(GIVEN REQUEST): Resume the write-up on the PPlay file I/O system and its tar-like archives, picking up after its final summary point.

(EXCERPT PROVIDED):
====

Just a little contribution to the madly loved
"Important-Subprojects-Nobody-Dared-To-Start-Working-At" (TM) series ;)

This time: The File I/O system

The main idea here is to provide transparent handling of files collected in tar-like archives.
I won´t discuss the Why etc here - I assume everyone here has encountered such files already.

Ok, I´ll start with an example. Imagine the game´s directory looking somehow like that:

-----------
gamedir/
    data/
        textures/
            wall/
                01.png
                100.png
                101.png
                ...
        textures.tre
        bigart.tre
        maps.tre
        ...
    save/
        ...
    game.exe
-----------

The *.tre files are PPlay archives.

Imagine textures.tre would contain this directury structure:

-----------
textures.tre
    wall/
        01.png
        02.png
        ...
        99.png
    furniture/
        ...
    people/
        ...
    floor/
        ...
    ...
-----------

Ok, now the game decides it needs the wall texture #01. It executes a

ppFile *texture1 = ppfopen ("data/textures/wall/01.png", "r");

call (syntax identical to fopen ()). Now the PPlay File-I/O system looks at the directory structure.
It finds a file "data/textures/wall/01.png" - so it opens it. Now trying to get wall texture #02 the game executes

ppFile *texture2 = ppfopen ("data/textures/wall/02.png", "r");

Here PPlay again tries to find 02.png in the "data/textures/wall/" directory - without success this time. So
it tries to find an alternative location of the file. It sees that a file "data/textures.tre" exists and (recognizing the
file´s header as the header of its archive files) uses this file as virtual directory "data/textures/".
textures.tre contains a file "wall/02.png" - bingo. The file handle is returned. Call successful.

Summary:

* The archive files themselves are used to emulate subdirectories. 
* They contain a directory/file hierarchy - just like a normal file system. 
* The ppfopen () calls do not (!!) distinguish between "real" files and files in an archive file. 
* If a file exist both as "real" file and in an archive, the "real" version has the higher precedence (very useful for testing, adding of packages)
* The archive files do not have to have a standard extension - they are recognized via their header (of course this info has to be cached)

====

(DATA PROVIDED):
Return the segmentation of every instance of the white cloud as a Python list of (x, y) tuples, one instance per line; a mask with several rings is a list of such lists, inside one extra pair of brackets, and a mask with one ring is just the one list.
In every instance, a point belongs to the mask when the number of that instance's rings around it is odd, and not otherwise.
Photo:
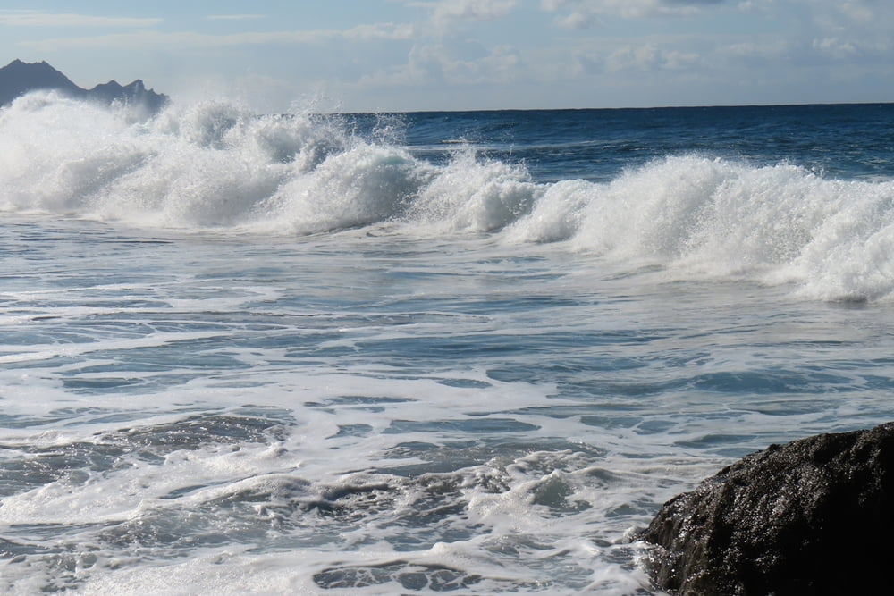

====

(RESULT OF THE TASK):
* Each archive file represents a directory with identical name _without_ the last extension (dir1.foo.bar.somearchiv -> dir1.foo.bar/)

Ok, this makes for a solid basic functionality. But there are some more things:

* Files and directories in archives have attributes. They have at least timestamps (ctime, atime, evtl. mtime). owner/group info
   is unnecessary, as only "the game" accesses them, regardles of the person playing the game.
* Archive files need to contain info about name and version of the game, copyright info, required/recommended PPlay version,
   creation date etc in the Header.
* Archive files should provide facilities for data recovery (checksums, multiple copies of important structures etc)
* It has to be possible to encrypt archive header and files with a user-defined algorithm (for those paranoid game companies)
* transparent (de)compression of certain files (e.g html, ...)is a big plus. Perhaps with some "compressed" attribute for each file/dir

Well, that´s all for now - except for one topic: writing files

Making the files contained in archives writable raises some really big problems - they are very likely to change their size.
To support this the entire archive struchture has to be block based (like any full-featured HDD file system). Ugly.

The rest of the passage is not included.